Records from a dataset
┄┄┄┄┄┄┄┄┄┄
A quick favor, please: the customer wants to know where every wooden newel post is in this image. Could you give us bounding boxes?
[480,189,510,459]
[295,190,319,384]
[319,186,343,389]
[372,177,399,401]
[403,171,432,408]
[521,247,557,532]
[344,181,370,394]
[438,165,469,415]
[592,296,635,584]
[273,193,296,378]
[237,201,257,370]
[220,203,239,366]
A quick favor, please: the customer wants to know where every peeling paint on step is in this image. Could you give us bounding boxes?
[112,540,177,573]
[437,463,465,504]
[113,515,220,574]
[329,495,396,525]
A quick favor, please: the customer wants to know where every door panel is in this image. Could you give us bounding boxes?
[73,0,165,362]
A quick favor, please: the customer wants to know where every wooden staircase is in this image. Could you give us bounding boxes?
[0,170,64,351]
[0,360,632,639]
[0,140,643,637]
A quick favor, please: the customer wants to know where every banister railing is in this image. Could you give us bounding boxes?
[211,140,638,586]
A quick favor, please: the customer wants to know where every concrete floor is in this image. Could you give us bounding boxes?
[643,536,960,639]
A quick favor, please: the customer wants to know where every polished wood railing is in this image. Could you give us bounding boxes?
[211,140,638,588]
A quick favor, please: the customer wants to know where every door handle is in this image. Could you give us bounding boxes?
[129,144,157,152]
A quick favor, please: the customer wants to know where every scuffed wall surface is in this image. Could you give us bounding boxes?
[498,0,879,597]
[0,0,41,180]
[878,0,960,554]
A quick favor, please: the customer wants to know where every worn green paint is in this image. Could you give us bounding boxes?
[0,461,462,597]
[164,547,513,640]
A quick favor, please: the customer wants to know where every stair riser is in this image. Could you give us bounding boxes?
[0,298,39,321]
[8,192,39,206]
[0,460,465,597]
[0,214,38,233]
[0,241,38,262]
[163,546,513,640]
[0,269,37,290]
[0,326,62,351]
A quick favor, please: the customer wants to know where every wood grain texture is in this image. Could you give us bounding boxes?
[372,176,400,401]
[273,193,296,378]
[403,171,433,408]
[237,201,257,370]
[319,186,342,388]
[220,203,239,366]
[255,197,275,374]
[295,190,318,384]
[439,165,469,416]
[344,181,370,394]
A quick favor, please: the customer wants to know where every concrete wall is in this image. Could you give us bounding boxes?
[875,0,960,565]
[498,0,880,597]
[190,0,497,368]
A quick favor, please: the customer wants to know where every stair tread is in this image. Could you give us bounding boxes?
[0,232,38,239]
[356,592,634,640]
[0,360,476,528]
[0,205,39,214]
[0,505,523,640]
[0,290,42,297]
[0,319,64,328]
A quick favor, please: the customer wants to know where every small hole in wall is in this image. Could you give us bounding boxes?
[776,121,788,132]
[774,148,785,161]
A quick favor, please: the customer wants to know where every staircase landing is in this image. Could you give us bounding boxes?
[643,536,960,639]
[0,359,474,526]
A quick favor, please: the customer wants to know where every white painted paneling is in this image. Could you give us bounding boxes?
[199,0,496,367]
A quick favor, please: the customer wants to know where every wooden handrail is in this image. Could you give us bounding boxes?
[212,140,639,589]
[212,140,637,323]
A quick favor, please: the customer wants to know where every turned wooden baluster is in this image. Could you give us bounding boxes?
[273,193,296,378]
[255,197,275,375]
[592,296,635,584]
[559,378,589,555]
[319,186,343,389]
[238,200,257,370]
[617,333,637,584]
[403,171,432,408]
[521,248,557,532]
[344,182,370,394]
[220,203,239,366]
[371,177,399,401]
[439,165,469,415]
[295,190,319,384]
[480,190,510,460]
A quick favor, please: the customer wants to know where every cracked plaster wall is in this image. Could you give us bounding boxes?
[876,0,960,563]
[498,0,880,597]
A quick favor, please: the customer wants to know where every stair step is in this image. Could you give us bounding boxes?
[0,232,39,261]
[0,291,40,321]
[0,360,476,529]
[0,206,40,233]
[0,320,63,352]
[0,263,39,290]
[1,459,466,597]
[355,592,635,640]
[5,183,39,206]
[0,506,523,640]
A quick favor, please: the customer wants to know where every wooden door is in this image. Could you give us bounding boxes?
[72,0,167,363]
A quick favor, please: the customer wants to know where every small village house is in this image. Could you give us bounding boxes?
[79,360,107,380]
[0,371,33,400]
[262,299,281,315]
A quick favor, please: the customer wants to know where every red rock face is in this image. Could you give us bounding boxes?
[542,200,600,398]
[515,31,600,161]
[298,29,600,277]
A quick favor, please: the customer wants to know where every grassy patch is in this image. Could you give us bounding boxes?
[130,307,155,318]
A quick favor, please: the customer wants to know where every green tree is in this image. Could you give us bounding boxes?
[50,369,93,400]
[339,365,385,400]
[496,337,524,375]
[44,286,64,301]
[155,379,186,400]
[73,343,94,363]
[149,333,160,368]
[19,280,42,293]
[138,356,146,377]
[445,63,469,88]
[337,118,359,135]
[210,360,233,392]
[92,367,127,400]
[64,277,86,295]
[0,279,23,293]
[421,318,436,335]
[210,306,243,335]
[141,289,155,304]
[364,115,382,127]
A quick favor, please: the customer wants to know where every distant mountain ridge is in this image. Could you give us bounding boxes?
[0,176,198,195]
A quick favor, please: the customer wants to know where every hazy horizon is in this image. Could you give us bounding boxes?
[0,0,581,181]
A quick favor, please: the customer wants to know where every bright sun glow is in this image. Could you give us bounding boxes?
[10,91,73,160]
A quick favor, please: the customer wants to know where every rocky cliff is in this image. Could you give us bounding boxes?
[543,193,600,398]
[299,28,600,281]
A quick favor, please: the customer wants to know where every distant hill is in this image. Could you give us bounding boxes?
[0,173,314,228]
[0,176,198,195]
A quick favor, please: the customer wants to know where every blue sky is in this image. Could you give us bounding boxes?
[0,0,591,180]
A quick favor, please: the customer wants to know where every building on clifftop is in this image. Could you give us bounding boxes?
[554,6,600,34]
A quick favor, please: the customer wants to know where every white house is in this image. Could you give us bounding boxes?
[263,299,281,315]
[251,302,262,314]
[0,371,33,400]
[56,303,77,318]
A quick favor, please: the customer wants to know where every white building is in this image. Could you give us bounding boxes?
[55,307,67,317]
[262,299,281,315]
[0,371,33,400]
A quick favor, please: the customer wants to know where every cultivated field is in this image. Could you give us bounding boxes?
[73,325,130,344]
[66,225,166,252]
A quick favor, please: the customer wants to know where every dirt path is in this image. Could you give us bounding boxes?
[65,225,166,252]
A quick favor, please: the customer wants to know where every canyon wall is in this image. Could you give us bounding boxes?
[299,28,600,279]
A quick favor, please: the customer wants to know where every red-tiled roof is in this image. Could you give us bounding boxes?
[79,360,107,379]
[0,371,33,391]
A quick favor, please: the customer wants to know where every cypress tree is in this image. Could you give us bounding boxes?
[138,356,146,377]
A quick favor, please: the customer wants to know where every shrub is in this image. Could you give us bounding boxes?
┄┄┄┄┄┄┄┄┄┄
▸ Task to carry out
Please transcribe all of the entries precisely.

▸ Solved exercise
A quick favor, please: the customer wants to know where every wooden newel post is in this image. Could you give us bounding boxes?
[480,189,510,459]
[295,190,319,384]
[319,186,343,389]
[372,177,399,401]
[403,171,432,408]
[521,247,557,532]
[344,181,370,394]
[438,165,469,415]
[592,296,635,584]
[273,193,296,378]
[237,201,257,370]
[220,203,239,366]
A quick favor, please: the customer wants to know where every peeling paint on step is in this image. Could you give us bounding boxes?
[112,540,177,573]
[437,463,465,504]
[113,515,220,574]
[329,495,396,525]
A quick favor, please: the customer wants to know where every door panel is in this image. Could you give us bounding boxes?
[73,0,165,362]
A quick favor, please: the customer wants to know where every wooden staircase is in this image. Could you give us bounding boxes?
[0,170,64,351]
[0,360,632,639]
[0,140,643,637]
A quick favor, please: the customer wants to know where every banister railing is in this image. Could you give us bounding boxes?
[211,140,638,586]
A quick favor, please: the customer wants to know where every concrete floor is in this image. Could you give us bounding boxes?
[643,536,960,639]
A quick favor, please: the customer wants to know where every polished wood railing is in this image. Could you give us bounding boxes?
[211,140,638,588]
A quick favor, please: the customer wants to know where every door handle is in this image. Could you give us bounding boxes?
[129,144,157,152]
A quick favor, please: the customer wants to know where every scuffed wall surface is in this image. Could you give us bounding boxes?
[498,0,879,597]
[0,0,41,180]
[878,0,960,554]
A quick favor, please: the customer wants to know where every worn green paint is in this image. Could you give us bounding boxes?
[0,461,462,597]
[164,547,513,640]
A quick favor, please: the customer wants to know where every stair riser is in this image. Could you give us bounding boxes?
[0,298,39,321]
[8,192,39,206]
[0,460,465,597]
[0,214,38,233]
[0,241,38,262]
[163,546,513,640]
[0,269,37,290]
[0,326,62,351]
A quick favor, please: the customer wants to know where every wood grain texture is in this image. Could you give us bounding boxes?
[372,176,400,401]
[273,193,296,378]
[403,171,433,408]
[237,201,257,370]
[319,186,342,388]
[220,203,239,366]
[255,197,275,374]
[295,190,318,384]
[439,165,469,416]
[344,181,370,394]
A quick favor, please: the customer wants to know where every concrete wall is in this image. Could you give us bounding boxes?
[875,0,960,565]
[498,0,880,597]
[190,0,497,368]
A quick favor, please: the customer wants to know where every stair tread is in this image. Could you give us bounding boxes?
[0,232,38,239]
[356,592,634,640]
[0,360,476,528]
[0,205,39,214]
[0,505,523,640]
[0,290,42,297]
[0,319,64,328]
A quick favor, please: the customer wants to know where every small hole in wall is in this image. Could you give us bounding boxes?
[776,121,788,132]
[774,148,785,161]
A quick favor, please: the customer wants to know where every staircase landing is in this image. Could you give us bounding boxes?
[643,536,960,639]
[0,359,474,526]
A quick favor, please: the customer wants to know where every white painted paneling is in this image. Could you give us bounding boxes?
[199,0,496,367]
A quick favor, please: the customer wants to know where every wooden handrail is in this image. Could you give us bounding boxes?
[212,140,639,589]
[212,140,637,323]
A quick favor, please: the customer wants to know where every turned wooden baluster is in this image. Could you give us bounding boxes?
[273,193,296,378]
[255,197,275,375]
[592,296,635,584]
[559,378,589,555]
[319,186,343,389]
[238,200,257,370]
[617,333,637,584]
[403,171,432,408]
[521,248,557,532]
[344,182,370,394]
[220,203,239,366]
[371,177,399,401]
[439,165,469,415]
[295,190,319,384]
[480,190,510,460]
A quick favor, please: the customer wants to know where every cracked plaster wall is in this image. Could you give us bounding boxes?
[876,0,960,563]
[498,0,880,597]
A quick favor, please: the customer wants to know where every stair step is in this image. Could you give us bounding boxes?
[0,232,39,261]
[0,291,40,321]
[0,360,476,529]
[0,206,40,233]
[0,320,63,352]
[0,263,39,290]
[1,459,466,597]
[355,592,635,640]
[5,183,39,206]
[0,506,523,640]
A quick favor, please: the customer wants to know where every wooden door is in this image. Could you give us bounding boxes?
[72,0,167,363]
A quick favor, please: the customer wants to know where every small village house is in this image. Could you give us bounding boxes?
[79,360,107,380]
[0,371,33,400]
[262,299,281,315]
A quick favor, please: the customer wants to know where every red rock face is in this image. Could you give us bounding boxes?
[542,200,600,398]
[515,31,600,161]
[298,29,600,277]
A quick favor, please: the customer wants to know where every grassy patch is in this image. Could you give us bounding boxes?
[130,307,155,318]
A quick favor, please: the customer wants to know where every green tree is in this image. Could you give us bounding boxes?
[50,369,93,400]
[339,365,385,400]
[496,337,524,375]
[44,286,64,301]
[155,379,186,400]
[73,343,94,363]
[149,333,160,368]
[19,280,42,293]
[138,356,146,377]
[445,63,469,88]
[337,118,359,135]
[210,360,233,392]
[92,367,127,400]
[64,277,86,295]
[0,279,23,293]
[421,318,436,335]
[210,306,243,335]
[141,289,155,304]
[364,115,382,127]
A quick favor, please: the customer wants to know where every distant mountain ridge is in this image. Could you give us bounding boxes?
[0,176,198,195]
A quick favor, please: the customer wants to know where every hazy horizon is in this image. Could you give us bounding boxes?
[0,0,581,181]
A quick favor, please: the customer wants to know where every bright sun glow is in this image. Could you give us bounding boxes?
[10,91,73,160]
A quick favor, please: the customer wants to know where every rocky cliff is in this image. Could you give us bounding boxes?
[543,193,600,398]
[299,28,600,281]
A quick favor, please: the customer wants to know where every distant hill is in this image. Could you give us bounding boxes?
[0,173,314,228]
[0,176,198,195]
A quick favor, please: the customer wants to know where every blue sky is in this image. Could you give us bounding boxes?
[0,0,591,180]
A quick favor, please: the customer wants to know where every building on clifftop is in this image. Could you give us bounding boxes?
[554,6,600,34]
A quick favor, please: the customer wants to know where every white house is in this image. Could you give us bounding boxes?
[263,299,281,315]
[251,302,262,314]
[0,371,33,400]
[56,303,77,318]
A quick favor, please: the customer wants to know where every white building is in this image. Could you give us bounding boxes?
[55,307,67,317]
[262,299,281,315]
[0,371,33,400]
A quick favor, please: the customer wants to know where every cultivated field is in this image. Could you give us bounding boxes?
[73,325,130,344]
[66,225,166,252]
A quick favor, please: the customer wants to know where every dirt path is in this image. Could you give us bounding boxes?
[65,225,166,252]
A quick favor, please: the customer wants to know where every canyon wall is in this image. Could you give us bounding boxes?
[299,28,600,279]
A quick favor, please: the customer wants to know where every red-tiled roof is in this image. Could you give us bounding boxes?
[79,360,107,379]
[0,371,33,391]
A quick favor, please: the customer wants to know where every cypress tree is in this image. Could you give us bounding boxes?
[138,356,146,377]
A quick favor, please: the customer wants to know where every shrub is in this image. Could you give us bounding boxes?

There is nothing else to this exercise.